◆ **TO DO**
Sift the data below and keep only the lines that contain the word "wooden".

◆ **INPUT RECORDS**

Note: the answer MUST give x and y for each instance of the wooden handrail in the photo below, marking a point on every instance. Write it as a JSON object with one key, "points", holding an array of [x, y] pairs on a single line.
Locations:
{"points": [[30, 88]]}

==

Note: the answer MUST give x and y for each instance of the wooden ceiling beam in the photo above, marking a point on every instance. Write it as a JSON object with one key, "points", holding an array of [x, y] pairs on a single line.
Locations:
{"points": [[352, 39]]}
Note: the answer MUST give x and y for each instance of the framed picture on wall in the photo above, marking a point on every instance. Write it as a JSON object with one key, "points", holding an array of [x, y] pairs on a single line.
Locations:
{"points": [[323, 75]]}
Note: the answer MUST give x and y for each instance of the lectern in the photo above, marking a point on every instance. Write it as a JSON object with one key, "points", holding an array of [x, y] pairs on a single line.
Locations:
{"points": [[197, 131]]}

◆ **RESULT BELOW**
Note: the answer MUST give x and y for each instance of the wooden handrail in the photo below, marking a point on every instance. Write it as a JSON object with one key, "points", holding an array of [x, y] pairs on a single line.
Note: the answer MUST give x and y for each instance of the wooden ceiling beam in the photo above, marking a point on every instance. Write it as a JSON object with one key, "points", holding an array of [x, y] pairs on a single line.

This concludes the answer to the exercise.